Stored data
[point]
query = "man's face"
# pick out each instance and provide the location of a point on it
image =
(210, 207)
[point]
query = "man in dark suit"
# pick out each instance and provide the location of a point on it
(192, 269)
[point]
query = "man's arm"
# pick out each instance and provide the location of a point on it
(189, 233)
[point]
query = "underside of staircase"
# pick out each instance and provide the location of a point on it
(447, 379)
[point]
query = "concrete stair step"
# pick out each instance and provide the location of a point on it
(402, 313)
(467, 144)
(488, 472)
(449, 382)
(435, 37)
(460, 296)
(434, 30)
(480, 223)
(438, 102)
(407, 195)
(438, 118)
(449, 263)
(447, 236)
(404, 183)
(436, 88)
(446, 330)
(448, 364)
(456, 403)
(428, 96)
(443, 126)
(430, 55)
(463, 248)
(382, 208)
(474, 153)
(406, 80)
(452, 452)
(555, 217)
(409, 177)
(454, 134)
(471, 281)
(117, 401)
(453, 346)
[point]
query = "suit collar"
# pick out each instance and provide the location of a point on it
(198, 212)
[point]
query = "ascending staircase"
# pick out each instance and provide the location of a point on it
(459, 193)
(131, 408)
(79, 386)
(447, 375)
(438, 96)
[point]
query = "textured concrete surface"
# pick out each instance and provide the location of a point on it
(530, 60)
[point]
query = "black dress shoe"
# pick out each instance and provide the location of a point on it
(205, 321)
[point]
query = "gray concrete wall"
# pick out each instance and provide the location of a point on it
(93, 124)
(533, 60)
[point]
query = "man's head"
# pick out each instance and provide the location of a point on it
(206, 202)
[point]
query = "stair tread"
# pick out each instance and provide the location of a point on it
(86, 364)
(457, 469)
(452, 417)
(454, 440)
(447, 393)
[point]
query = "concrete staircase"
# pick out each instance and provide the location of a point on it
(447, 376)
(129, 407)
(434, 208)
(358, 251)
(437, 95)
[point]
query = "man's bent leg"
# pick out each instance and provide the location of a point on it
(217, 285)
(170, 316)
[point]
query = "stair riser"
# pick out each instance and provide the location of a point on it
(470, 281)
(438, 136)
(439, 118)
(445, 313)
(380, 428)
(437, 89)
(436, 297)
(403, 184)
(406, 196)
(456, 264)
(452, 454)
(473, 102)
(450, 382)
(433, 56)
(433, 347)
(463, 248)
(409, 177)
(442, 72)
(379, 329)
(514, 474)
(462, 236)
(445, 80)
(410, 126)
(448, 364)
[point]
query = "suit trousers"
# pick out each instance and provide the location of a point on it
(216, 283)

TASK TO CARRY OUT -
The answer consists of every line above in which the word "suit" occurs.

SOLUTION -
query = "man in dark suit"
query = "suit collar"
query = "suit trousers"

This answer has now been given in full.